GIVEN PASSAGE:
Hope: Blood Test Finds 50 Cancers Early

Hope: Blood Test Finds 50 Cancers Early
The blood test looks for the “fingerprint” of dozens of cancers. Image source: https://timesofmalta.com/

A blood test that can spot more than 50 types of cancer has just delivered some really encouraging news from a big trial in North America. The Galleri test, made by American pharmaceutical firm Grail, managed to find cancers in 62% of people who got a positive result – and we’re talking about 25,000 adults from the US and Canada who were tracked for a whole year. What’s even better is that more than half of these cancers were caught at an early stage, which is exactly when they’re easiest to treat and most curable. These findings came out at the European Society for Medical Oncology congress in Berlin this Saturday.

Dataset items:

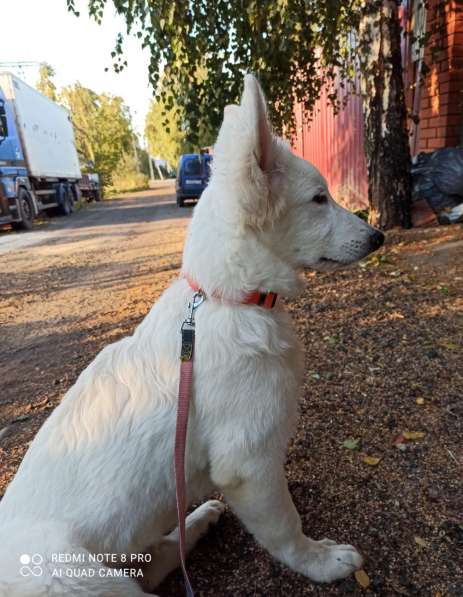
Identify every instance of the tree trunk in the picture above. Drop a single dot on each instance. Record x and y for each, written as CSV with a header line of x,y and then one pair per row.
x,y
387,147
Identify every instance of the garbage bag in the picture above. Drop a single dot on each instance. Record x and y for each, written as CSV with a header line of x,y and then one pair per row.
x,y
438,178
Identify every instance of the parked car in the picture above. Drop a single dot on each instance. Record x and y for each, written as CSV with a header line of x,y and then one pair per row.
x,y
90,186
193,174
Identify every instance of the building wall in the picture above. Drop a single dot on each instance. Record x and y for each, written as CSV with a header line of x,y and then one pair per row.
x,y
334,143
441,97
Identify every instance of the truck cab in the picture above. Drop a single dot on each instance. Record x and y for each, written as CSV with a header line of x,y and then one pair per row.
x,y
17,205
39,165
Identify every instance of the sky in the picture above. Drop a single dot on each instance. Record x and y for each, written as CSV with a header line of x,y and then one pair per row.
x,y
77,48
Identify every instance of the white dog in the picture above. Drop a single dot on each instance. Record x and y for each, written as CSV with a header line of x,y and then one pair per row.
x,y
99,479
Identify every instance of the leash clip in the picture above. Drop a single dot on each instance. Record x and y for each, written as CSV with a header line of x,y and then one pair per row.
x,y
188,327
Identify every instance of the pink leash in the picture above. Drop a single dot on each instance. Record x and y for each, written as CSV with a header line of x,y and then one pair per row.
x,y
183,406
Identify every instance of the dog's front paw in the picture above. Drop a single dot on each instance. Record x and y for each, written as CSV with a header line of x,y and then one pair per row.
x,y
209,512
331,561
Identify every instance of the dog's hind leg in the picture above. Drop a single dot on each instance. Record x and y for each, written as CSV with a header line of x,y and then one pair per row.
x,y
165,554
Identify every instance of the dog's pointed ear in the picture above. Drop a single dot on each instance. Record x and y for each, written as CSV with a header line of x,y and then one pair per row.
x,y
255,111
245,157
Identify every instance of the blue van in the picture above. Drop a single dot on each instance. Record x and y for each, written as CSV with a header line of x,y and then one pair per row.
x,y
192,176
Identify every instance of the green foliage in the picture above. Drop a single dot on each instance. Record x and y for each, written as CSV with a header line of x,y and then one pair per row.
x,y
45,84
163,132
102,126
128,175
167,124
284,42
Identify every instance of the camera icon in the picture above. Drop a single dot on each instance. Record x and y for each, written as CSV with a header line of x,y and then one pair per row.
x,y
31,564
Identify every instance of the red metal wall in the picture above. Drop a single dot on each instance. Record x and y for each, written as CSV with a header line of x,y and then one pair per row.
x,y
334,144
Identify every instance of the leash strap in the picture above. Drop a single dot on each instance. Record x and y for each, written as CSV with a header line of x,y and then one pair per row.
x,y
183,407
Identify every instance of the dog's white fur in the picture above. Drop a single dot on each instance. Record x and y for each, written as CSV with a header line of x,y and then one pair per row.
x,y
99,478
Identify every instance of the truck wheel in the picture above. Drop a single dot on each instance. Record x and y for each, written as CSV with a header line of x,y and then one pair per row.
x,y
67,206
26,211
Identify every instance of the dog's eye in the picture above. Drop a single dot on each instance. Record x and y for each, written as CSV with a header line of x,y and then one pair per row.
x,y
320,198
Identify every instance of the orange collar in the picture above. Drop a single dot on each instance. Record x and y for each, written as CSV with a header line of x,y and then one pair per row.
x,y
267,300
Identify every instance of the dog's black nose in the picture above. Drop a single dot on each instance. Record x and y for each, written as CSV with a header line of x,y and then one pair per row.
x,y
376,240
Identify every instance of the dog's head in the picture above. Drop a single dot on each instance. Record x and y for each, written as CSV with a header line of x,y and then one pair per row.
x,y
267,213
282,197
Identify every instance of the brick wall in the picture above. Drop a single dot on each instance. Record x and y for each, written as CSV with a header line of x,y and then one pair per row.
x,y
441,96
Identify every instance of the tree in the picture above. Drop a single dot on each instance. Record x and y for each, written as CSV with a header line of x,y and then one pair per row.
x,y
163,132
45,84
294,46
102,127
385,118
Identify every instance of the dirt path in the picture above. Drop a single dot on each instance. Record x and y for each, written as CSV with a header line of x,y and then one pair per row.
x,y
377,459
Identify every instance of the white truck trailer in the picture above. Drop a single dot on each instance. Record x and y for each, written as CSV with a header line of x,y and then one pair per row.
x,y
39,165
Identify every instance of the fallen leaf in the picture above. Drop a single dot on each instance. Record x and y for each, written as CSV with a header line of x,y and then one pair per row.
x,y
448,345
351,443
371,460
362,578
413,435
420,541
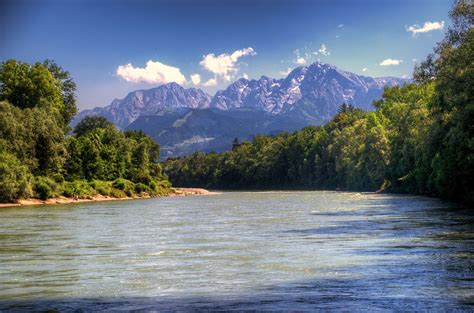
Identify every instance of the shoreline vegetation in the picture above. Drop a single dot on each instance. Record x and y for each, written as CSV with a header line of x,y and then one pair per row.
x,y
175,192
418,140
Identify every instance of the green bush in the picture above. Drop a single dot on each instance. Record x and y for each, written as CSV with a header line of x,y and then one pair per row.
x,y
78,189
141,187
124,185
45,188
102,187
15,179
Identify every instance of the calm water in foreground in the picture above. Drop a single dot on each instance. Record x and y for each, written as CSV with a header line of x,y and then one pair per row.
x,y
239,251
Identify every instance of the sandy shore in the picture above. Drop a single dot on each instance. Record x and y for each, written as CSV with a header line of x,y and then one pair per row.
x,y
177,192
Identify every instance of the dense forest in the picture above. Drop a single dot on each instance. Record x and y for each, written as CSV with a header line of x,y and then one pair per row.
x,y
418,140
41,158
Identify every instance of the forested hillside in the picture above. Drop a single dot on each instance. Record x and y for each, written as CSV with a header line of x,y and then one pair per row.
x,y
419,140
39,159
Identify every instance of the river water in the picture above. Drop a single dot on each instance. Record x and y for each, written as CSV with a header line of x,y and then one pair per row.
x,y
239,251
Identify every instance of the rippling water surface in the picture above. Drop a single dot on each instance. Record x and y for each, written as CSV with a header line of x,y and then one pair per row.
x,y
239,251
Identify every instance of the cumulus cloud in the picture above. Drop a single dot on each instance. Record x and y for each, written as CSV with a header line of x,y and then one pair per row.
x,y
153,73
196,79
285,73
427,27
388,62
225,65
210,83
298,58
324,50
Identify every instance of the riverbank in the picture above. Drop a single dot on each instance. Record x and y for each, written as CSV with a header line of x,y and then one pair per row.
x,y
176,192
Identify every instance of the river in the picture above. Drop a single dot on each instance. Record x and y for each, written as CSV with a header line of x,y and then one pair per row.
x,y
239,251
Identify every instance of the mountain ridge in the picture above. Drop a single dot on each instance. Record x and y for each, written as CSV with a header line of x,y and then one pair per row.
x,y
320,83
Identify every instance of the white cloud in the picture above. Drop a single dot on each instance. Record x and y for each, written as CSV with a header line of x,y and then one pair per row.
x,y
285,73
153,73
324,50
427,27
225,65
196,79
388,62
298,58
210,83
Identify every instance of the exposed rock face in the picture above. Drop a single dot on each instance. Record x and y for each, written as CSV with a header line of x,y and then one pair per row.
x,y
186,120
146,102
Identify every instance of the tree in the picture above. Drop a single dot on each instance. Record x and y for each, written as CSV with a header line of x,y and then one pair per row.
x,y
15,179
90,123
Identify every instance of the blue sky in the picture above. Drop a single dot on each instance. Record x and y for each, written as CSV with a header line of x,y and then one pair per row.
x,y
112,47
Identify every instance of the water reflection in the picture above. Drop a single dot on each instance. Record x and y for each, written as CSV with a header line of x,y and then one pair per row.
x,y
261,251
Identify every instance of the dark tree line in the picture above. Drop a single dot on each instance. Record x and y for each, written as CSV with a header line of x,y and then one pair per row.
x,y
39,159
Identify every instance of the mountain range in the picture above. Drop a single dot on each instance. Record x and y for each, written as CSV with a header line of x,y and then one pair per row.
x,y
185,120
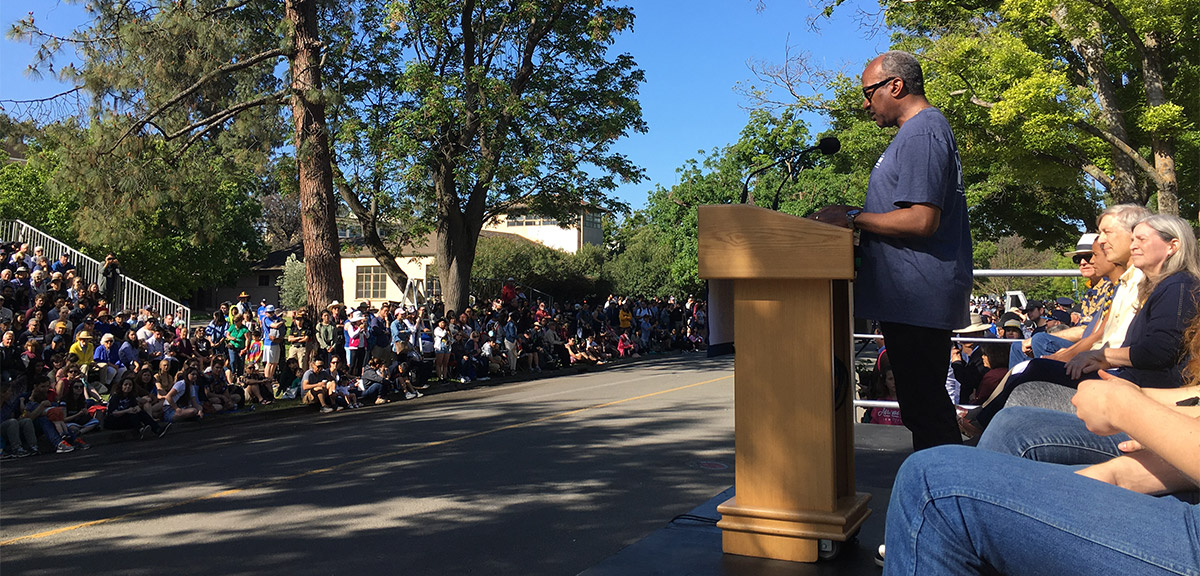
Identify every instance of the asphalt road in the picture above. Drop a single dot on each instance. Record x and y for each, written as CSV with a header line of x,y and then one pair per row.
x,y
540,478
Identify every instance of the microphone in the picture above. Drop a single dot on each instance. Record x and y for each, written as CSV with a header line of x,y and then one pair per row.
x,y
827,145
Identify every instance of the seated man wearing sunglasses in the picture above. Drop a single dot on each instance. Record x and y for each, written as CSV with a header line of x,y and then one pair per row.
x,y
1102,276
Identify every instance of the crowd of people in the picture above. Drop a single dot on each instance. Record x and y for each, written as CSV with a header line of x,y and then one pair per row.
x,y
69,365
1135,327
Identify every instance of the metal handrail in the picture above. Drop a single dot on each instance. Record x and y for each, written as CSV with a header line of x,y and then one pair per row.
x,y
129,294
1029,274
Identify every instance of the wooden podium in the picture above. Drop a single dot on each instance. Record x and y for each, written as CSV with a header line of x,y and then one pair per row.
x,y
793,421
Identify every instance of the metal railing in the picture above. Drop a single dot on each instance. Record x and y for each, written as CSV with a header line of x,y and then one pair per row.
x,y
978,274
130,294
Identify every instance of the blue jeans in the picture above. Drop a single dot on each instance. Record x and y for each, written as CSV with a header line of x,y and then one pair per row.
x,y
371,393
961,510
1048,436
1043,346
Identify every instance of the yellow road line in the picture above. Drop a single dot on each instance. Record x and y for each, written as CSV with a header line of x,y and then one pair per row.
x,y
345,465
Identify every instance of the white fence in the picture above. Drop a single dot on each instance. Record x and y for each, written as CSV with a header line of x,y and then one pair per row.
x,y
978,274
130,294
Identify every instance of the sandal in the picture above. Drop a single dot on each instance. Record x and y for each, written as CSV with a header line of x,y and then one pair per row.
x,y
969,427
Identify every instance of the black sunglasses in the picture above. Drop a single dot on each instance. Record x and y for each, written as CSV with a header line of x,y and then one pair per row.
x,y
869,91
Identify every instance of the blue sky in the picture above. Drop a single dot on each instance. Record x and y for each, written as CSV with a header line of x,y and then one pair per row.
x,y
694,54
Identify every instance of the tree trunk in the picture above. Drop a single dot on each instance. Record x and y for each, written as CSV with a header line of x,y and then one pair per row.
x,y
1161,144
318,225
457,237
1123,186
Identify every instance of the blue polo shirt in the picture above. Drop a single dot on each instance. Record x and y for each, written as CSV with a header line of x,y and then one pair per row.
x,y
918,281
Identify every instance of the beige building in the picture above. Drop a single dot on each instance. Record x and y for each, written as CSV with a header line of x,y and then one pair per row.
x,y
364,279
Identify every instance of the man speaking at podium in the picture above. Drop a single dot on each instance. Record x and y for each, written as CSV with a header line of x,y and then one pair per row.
x,y
915,244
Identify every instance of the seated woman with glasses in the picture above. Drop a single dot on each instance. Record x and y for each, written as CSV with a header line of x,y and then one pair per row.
x,y
1012,515
1164,249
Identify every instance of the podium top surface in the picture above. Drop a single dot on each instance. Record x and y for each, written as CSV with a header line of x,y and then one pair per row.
x,y
744,241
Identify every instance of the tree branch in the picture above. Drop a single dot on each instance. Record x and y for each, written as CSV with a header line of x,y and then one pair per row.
x,y
195,87
35,101
215,120
1117,143
370,229
219,117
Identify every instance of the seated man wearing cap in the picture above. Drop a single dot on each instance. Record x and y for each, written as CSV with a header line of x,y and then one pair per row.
x,y
83,349
1101,275
274,335
317,387
107,363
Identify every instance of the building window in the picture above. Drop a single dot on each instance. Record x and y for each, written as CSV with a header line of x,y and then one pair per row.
x,y
514,220
432,285
370,283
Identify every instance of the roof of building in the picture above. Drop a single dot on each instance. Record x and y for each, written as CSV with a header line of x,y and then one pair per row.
x,y
357,249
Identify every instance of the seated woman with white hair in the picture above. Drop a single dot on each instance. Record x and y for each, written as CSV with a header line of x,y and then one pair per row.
x,y
1164,249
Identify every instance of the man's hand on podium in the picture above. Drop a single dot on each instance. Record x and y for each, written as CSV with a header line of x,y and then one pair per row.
x,y
834,214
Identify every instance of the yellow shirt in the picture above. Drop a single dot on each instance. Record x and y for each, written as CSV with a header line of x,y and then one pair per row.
x,y
1121,312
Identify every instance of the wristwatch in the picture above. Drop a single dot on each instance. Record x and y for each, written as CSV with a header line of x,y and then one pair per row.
x,y
851,215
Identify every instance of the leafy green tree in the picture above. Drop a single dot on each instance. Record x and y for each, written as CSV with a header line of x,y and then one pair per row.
x,y
185,103
718,177
643,267
559,274
1066,94
24,191
508,105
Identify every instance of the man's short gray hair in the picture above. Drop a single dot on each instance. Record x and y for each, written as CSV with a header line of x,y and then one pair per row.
x,y
905,66
1128,215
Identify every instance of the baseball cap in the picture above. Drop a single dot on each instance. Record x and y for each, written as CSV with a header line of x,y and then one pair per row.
x,y
1084,246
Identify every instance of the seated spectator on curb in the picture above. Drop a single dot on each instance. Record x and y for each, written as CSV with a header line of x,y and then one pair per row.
x,y
287,377
1164,249
318,387
83,349
125,412
46,417
183,400
17,432
220,395
1098,270
107,364
130,353
376,382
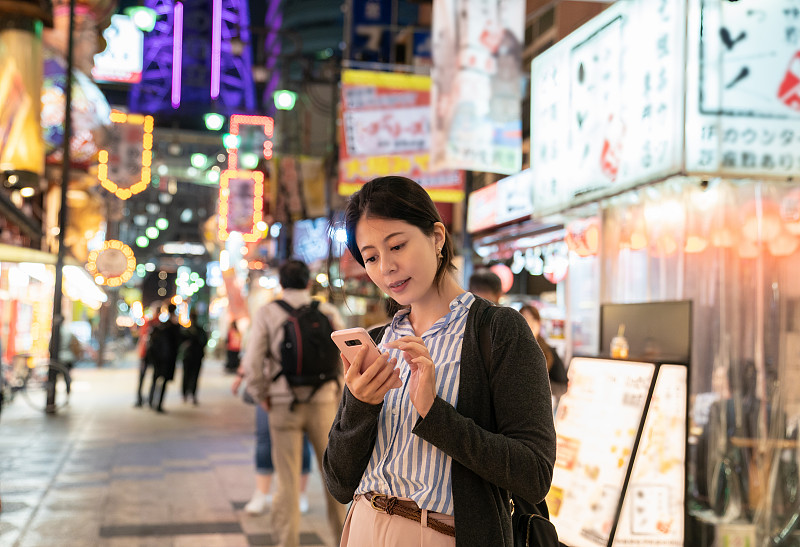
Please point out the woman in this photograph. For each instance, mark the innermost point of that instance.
(555, 366)
(429, 432)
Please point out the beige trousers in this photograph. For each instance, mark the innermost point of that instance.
(286, 429)
(366, 527)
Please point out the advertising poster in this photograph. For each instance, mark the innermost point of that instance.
(743, 90)
(386, 130)
(121, 61)
(596, 424)
(477, 85)
(21, 143)
(607, 104)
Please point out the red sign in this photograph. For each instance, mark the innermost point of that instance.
(386, 131)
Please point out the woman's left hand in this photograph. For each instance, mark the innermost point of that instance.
(422, 382)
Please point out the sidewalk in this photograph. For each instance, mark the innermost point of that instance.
(102, 473)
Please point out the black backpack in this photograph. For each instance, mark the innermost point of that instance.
(308, 355)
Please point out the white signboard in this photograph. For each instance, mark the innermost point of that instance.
(743, 88)
(607, 104)
(477, 85)
(121, 61)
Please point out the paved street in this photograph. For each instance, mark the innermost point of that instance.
(103, 473)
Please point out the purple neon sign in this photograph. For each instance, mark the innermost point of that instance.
(177, 53)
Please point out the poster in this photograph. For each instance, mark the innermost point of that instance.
(386, 130)
(607, 105)
(477, 85)
(596, 424)
(743, 89)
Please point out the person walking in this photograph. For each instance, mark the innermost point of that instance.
(293, 409)
(233, 345)
(165, 338)
(430, 441)
(262, 495)
(196, 339)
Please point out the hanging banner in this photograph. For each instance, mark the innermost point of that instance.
(607, 103)
(21, 142)
(477, 85)
(386, 131)
(743, 88)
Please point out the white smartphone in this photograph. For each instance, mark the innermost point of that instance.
(350, 341)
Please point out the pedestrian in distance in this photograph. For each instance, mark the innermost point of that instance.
(145, 361)
(262, 495)
(233, 345)
(165, 339)
(196, 338)
(432, 438)
(292, 369)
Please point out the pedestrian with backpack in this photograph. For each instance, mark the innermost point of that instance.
(433, 437)
(293, 370)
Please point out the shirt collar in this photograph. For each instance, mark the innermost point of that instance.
(458, 306)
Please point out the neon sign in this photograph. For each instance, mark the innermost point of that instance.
(124, 168)
(241, 204)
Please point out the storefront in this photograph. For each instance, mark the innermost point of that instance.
(672, 166)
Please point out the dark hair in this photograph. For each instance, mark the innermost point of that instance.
(485, 281)
(532, 311)
(397, 198)
(294, 274)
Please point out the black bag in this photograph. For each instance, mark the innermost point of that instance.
(308, 355)
(530, 523)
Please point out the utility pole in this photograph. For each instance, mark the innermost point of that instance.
(58, 317)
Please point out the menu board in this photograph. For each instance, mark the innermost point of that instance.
(652, 513)
(596, 424)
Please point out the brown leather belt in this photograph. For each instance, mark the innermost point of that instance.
(407, 509)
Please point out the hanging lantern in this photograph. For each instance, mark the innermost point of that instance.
(769, 225)
(783, 245)
(790, 212)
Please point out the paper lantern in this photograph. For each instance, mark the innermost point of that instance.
(506, 276)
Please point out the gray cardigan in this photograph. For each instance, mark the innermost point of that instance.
(500, 436)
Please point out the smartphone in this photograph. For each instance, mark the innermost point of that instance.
(350, 341)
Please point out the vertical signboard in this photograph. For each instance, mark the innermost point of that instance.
(386, 131)
(477, 85)
(743, 91)
(21, 142)
(607, 104)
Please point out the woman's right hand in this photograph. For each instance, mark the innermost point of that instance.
(375, 382)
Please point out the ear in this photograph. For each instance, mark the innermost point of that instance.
(439, 232)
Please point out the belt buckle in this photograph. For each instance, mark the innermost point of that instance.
(374, 499)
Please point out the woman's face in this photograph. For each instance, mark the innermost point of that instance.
(535, 325)
(399, 258)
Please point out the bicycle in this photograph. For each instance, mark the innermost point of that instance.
(33, 380)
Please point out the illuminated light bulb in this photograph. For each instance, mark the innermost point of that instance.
(783, 245)
(748, 249)
(638, 241)
(695, 244)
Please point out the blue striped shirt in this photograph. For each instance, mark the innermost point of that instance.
(403, 464)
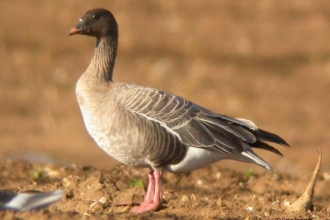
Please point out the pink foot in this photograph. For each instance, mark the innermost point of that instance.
(154, 196)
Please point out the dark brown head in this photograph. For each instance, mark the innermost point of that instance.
(96, 23)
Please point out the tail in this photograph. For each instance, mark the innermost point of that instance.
(251, 157)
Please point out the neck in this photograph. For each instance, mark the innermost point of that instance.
(104, 58)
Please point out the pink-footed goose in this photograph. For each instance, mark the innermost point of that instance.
(147, 127)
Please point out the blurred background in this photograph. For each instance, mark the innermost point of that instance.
(267, 61)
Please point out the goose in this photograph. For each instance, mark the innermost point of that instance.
(147, 127)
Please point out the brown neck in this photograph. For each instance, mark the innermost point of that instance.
(104, 58)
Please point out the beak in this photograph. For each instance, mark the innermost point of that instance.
(74, 31)
(79, 29)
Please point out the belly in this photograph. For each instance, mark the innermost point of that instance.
(116, 136)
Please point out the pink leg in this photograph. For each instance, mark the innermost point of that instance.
(154, 196)
(151, 188)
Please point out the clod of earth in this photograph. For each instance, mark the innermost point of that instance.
(304, 202)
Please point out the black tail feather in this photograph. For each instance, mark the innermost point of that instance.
(270, 137)
(264, 146)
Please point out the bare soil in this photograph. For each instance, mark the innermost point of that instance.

GOAL OF THE EXERCISE: Reproduce the passage of the cancer blood test article verbatim, starting with "A blood test" and going on through "Berlin this Saturday.".

WRITTEN ANSWER:
A blood test that can spot more than 50 types of cancer has just delivered some really encouraging news from a big trial in North America. The Galleri test, made by American pharmaceutical firm Grail, managed to find cancers in 62% of people who got a positive result – and we’re talking about 25,000 adults from the US and Canada who were tracked for a whole year. What’s even better is that more than half of these cancers were caught at an early stage, which is exactly when they’re easiest to treat and most curable. These findings came out at the European Society for Medical Oncology congress in Berlin this Saturday.